-- start of EXCERPTED PASSAGE --

Staff

The Laboratory is a meeting place for humans engaging with the Anthropocene. Its staff consist of research assistants, post docs, an activities coordinator, and a director. A group of mentors, with substantial experience in sustainability science, are affiliated to the laboratory. Together with the scientific committee, they support the post docs in developing their work. A carefully selected group of visiting scholars will be welcome to work with us in the near future. We aspire to work with individuals from diverse disciplinary and geographical backgrounds, willing to collaborate and contribute with their best ideas. 

Andrew Hattle – Research Assistant

Andrew is one of the Lab’s research assistants and originally comes from the UK. He holds an MSc in Climate Change Impacts, Adaptation, and Mitigation from the University of Copenhagen. His dissertation studied the framing and agenda-setting roles of climate change news media across socioeconomic contexts. Prior to that, Andrew’s academic background was in Chemistry, and he holds an MChem from the University of Manchester. Here he wrote his dissertation on two-dimensional materials akin to graphene. More recently, Andrew worked as a consultant focused on international cooperation under the UNFCCC and equity under the Paris Agreement. Working with governments and civil society organisations, he analysed the quality and quantity of financial contributions to the global South for climate and development objectives.

Cynthia Flores Santana – Research Assistant

Cynthia comes from Mexico and has worked on various topics around sustainability, such as sustainable food systems, waste flow analysis, and agri-food and consumer-goods sector compliance, among others. She also worked as a research assistant at the FABLE Consortium from the Food and Land Use Coalition. Not knowing that Industrial Ecology was a scientific discipline but confident that nature is the central piece, she co-founded a small think tank focused on industrial ecology applied in Mexico. She did her Bachelor’s in Industrial Engineering (2012) at the National Polytechnic Institute. Additionally, she has a master’s degree in Industrial Ecology (2019) from Leiden University and the Delft University of Technology in the Netherlands. In her master’s thesis, she conducted qualitative research focused on energy poverty and ecotechnologies in Mexico.

-- end of EXCERPTED PASSAGE --
-- start of GIVEN INFORMATION --

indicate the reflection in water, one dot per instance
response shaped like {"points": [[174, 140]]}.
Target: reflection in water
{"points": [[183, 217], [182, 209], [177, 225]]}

-- end of GIVEN INFORMATION --

- _WRITTEN REQUEST 1_: Summarize the staff page in two sentences.
- _WRITTEN REQUEST 2_:
Answer these questions from the staff page:
(a) At which university did Andrew Hattle earn his MChem?
(b) In what year did Cynthia Flores Santana complete her Bachelor's in Industrial Engineering?
(c) Together with the mentors, which body supports the post docs in developing their work?
- _WRITTEN REQUEST 3_: Write the next part of the staff page, picking up after its final sentence.
The listing has no connection to the staff page.

- _EXERCISE OUTPUT 1_: The Laboratory is a meeting place for humans engaging with the Anthropocene, with a staff of research assistants, post docs, an activities coordinator, and a director, supported by affiliated mentors and a scientific committee. Its research assistants include Andrew Hattle, from the UK, who holds an MSc in Climate Change Impacts, Adaptation, and Mitigation and an MChem, and Cynthia Flores Santana, from Mexico, who has worked on various sustainability topics and holds a master's degree in Industrial Ecology.

- _EXERCISE OUTPUT 2_:
(a) The University of Manchester.
(b) 2012.
(c) The scientific committee.

- _EXERCISE OUTPUT 3_:
Carl Folke – Chair

Carl FolkeProfessor Carl Folke is Director of the Beijer Institute, Founder and Chair of the Scientific Committee of the Anthropocene Laboratory, the Royal Swedish Academy of Sciences, and Founder and Chair of the Board of the Stockholm Resilience Centre, Stockholm University, Sweden. He is a systems thinker in integrative science for sustainability with a focus on social-ecological systems, resilience, and how progress, prosperity and well-being will benefit from reconnecting development to the biosphere foundation. He has a long record of science, policy, and practice collaboration, working with key actors from local landscapes to international bodies and transnational corporations, and is genuinely engaged in the arts-science interface. He is an elected member of the Royal Swedish Academy of Sciences and the U.S. National Academy of Sciences and has received international recognition, like the Planet and Humanity Medal, the Gunnerus Sustainability Science Award, and the Heineken Prize for Environmental Sciences.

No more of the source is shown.